Items from a dataset:
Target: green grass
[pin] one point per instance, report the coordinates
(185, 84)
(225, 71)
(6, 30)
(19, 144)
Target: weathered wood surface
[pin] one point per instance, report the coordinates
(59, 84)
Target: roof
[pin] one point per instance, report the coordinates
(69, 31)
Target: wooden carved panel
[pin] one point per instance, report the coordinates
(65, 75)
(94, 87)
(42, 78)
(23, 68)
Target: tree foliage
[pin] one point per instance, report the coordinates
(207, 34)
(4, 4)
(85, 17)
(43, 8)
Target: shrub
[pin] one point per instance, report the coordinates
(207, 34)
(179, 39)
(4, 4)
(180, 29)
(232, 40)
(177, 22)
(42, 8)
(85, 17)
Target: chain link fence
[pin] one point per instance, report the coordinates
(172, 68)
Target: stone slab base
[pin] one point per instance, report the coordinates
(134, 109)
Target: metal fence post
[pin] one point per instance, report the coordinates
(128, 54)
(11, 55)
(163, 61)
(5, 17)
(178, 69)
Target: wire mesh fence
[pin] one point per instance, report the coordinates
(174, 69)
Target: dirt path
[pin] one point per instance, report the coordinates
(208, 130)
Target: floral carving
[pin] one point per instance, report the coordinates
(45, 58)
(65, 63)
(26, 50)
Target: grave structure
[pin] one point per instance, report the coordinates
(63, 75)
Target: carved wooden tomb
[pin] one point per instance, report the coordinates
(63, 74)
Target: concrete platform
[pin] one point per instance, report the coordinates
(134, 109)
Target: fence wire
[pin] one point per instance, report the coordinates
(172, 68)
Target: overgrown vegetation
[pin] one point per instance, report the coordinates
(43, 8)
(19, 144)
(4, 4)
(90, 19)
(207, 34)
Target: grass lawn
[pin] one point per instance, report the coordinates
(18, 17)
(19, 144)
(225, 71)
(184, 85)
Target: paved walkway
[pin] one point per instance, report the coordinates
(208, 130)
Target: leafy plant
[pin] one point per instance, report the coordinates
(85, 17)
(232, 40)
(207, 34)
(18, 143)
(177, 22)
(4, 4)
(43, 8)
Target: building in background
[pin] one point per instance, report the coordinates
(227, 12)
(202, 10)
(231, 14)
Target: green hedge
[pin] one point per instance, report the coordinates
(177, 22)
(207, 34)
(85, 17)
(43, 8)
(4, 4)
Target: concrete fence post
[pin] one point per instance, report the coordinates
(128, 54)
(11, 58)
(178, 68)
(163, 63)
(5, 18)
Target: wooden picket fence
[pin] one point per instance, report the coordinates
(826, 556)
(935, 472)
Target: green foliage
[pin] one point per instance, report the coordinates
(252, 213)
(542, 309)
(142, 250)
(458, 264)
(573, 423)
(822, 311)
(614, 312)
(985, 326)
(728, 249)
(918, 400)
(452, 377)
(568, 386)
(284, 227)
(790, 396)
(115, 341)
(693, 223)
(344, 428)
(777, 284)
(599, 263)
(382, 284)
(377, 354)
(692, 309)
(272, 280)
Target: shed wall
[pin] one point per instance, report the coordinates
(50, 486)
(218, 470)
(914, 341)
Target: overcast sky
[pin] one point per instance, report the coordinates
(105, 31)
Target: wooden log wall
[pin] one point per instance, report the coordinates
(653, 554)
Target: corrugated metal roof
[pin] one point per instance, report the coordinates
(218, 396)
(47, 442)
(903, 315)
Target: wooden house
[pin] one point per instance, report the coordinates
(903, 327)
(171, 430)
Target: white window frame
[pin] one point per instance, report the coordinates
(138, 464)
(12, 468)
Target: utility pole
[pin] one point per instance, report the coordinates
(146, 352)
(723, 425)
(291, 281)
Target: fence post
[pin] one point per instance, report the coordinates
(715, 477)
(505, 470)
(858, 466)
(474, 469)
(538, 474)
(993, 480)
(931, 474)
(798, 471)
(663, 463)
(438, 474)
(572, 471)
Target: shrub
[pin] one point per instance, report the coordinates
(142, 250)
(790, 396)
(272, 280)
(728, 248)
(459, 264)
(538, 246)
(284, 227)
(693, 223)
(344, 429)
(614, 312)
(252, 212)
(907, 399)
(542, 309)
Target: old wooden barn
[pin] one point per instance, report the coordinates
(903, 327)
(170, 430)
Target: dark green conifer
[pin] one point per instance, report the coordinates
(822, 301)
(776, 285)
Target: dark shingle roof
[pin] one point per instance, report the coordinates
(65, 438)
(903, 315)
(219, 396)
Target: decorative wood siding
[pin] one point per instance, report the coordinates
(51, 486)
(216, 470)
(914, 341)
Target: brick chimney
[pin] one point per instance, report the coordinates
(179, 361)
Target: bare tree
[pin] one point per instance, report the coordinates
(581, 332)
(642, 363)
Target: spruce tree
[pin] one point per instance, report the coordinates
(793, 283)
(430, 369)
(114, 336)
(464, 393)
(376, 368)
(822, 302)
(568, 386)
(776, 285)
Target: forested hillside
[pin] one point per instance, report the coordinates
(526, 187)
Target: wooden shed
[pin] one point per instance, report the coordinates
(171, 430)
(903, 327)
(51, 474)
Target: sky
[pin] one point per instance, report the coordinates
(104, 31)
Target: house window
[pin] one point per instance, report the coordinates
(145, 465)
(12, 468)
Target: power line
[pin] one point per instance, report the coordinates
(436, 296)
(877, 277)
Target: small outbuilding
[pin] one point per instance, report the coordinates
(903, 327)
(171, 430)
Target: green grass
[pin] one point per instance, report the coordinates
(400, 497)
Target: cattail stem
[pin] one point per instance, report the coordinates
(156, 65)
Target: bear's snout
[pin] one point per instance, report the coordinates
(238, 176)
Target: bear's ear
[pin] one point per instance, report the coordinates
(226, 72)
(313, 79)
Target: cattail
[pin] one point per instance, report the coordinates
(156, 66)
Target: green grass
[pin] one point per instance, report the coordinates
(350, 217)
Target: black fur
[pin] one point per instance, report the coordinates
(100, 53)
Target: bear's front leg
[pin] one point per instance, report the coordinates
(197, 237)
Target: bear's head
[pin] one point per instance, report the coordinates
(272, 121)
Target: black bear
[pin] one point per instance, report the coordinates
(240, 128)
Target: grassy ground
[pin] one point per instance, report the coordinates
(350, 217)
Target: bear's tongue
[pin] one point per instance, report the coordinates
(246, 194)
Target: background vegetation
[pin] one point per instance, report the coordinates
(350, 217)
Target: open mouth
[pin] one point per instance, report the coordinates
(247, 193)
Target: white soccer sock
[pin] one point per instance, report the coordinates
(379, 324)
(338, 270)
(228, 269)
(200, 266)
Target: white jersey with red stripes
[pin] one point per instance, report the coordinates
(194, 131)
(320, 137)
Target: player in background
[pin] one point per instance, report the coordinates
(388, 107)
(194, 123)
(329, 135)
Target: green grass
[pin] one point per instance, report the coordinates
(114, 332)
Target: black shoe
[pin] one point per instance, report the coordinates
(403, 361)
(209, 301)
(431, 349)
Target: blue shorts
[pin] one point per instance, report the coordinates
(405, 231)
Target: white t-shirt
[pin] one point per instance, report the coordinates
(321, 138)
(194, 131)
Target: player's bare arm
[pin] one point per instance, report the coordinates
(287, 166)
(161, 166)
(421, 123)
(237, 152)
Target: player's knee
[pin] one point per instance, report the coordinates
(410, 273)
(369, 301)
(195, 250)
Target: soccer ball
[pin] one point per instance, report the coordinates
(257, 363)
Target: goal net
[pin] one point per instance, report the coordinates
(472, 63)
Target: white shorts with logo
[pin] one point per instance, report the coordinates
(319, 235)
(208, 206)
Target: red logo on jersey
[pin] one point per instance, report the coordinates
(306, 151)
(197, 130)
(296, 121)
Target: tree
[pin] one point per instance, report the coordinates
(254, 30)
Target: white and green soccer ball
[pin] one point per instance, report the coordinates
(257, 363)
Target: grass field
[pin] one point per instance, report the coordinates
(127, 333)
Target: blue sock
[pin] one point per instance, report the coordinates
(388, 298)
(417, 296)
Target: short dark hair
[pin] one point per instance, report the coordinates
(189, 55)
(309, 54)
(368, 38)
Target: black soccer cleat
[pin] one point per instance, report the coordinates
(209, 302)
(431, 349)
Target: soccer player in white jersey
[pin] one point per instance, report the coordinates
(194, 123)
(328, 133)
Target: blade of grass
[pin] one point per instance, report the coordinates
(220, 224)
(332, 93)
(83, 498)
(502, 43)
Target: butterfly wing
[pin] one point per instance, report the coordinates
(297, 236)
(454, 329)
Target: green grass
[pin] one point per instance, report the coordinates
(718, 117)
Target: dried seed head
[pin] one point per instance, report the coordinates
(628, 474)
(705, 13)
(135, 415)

- [Short exercise]: Repeat the lines of the items above verbatim, starting at the line containing "Target: soccer player in white jersey" and ending at the last line of the items.

- [Exercise result]:
Target: soccer player in white jersey
[pin] one point per instance, report the coordinates
(194, 123)
(328, 133)
Target: blade of grass
[pin] one point per instance, report the coordinates
(220, 224)
(332, 93)
(83, 498)
(502, 43)
Target: butterfly wing
[pin] one point per instance, report the coordinates
(297, 236)
(454, 329)
Target: green grass
[pin] one point per instance, report the coordinates
(718, 117)
Target: dried seed head
[pin] one point per instance, report the coordinates
(628, 474)
(705, 13)
(135, 415)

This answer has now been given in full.